> **SUPPLIED TEXT**
• • • • • • •

Think that a passphrase of multiple, random dictionary words is as unguessable as long strings of gibberish, but easier to remember?
Research from the Computer Laboratory at the University of Cambridge suggests that this might not be so.
While passphrases using dictionary words may not be as vulnerable as individual passwords, they may still be cracked by dictionary attacks, the research found.
Security researcher Joseph Bonneau reports, in a recent paper written with Ekaterina Shutova, that his team studied the problem by turning not to the theoretical space of choices but rather the real-life passphrases that people actually string together.
To find such a selection of passphrases, his team used data crawled from the now-defunct Amazon PayPhrase system, introduced last year for US users only.
The goal wasn’t to evaluate the security of the scheme as deployed by Amazon, Bonneau says, but rather to learn more about how people choose passphrases in general.
Amazon’s was “a relatively limited data source”, he writes, but the research results do “suggest some caution on this approach”.
In the original version of the Amazon site, passphrases had to be at least two words long. Error messages indicated when a passphrase was already in use.
The first experiment was a dictionary attack using lists of movie titles, sports team names, and dozens of other types of proper nouns crawled from Wikipedia, along with idiomatic phrases crawled from sources including Urban Dictionary.
Here’s what the researchers said:
We found about 8,000 phrases using a 20,000 phrase dictionary. Using a very rough estimate for the total number of phrases and some probability calculations, this produced an estimate that passphrase distribution provides only about 20 bits of security against an attacker trying to compromise 1% of available accounts. This is far better than passwords, which are usually under 10 bits by this same metric, but not high enough to make online guessing impractical without proper rate-limiting.
The debate about how easily dictionary attacks can break passphrases is interesting. I am not adept at the mathematics involved, but random word passphrases certainly do have their proponents.
Take, for example, the Slashdot discussion on this issue.

• • • • • • •

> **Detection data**
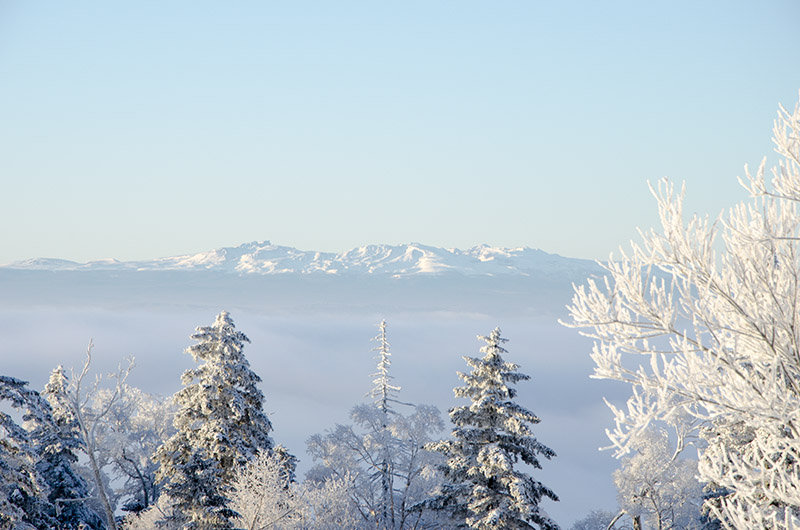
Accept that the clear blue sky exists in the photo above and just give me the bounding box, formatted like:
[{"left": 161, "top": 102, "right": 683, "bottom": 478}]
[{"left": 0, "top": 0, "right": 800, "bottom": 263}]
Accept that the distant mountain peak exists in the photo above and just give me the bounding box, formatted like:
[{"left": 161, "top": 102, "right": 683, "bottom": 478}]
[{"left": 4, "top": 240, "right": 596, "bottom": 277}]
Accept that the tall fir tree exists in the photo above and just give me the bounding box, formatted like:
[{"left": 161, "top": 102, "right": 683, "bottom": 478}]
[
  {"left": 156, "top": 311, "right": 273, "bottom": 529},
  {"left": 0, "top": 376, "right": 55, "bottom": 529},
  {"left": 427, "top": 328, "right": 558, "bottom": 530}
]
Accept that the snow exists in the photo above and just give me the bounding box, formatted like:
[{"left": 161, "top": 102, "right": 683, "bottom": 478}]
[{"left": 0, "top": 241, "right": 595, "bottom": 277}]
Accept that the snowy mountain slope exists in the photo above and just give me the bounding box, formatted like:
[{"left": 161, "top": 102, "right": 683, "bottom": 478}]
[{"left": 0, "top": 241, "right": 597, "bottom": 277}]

• • • • • • •

> **WHAT YOU WILL DO**
(A) In the passphrase article, what minimum number of words did the original Amazon site require for a passphrase?
(B) Repeat the passphrase article from "Research from the" to "actually string together.".
Rely on the passphrase article alone, not the data.

> **RESULTS OF THE EXERCISE**
(A) At least two words.

(B)
Research from the Computer Laboratory at the University of Cambridge suggests that this might not be so.
While passphrases using dictionary words may not be as vulnerable as individual passwords, they may still be cracked by dictionary attacks, the research found.
Security researcher Joseph Bonneau reports, in a recent paper written with Ekaterina Shutova, that his team studied the problem by turning not to the theoretical space of choices but rather the real-life passphrases that people actually string together.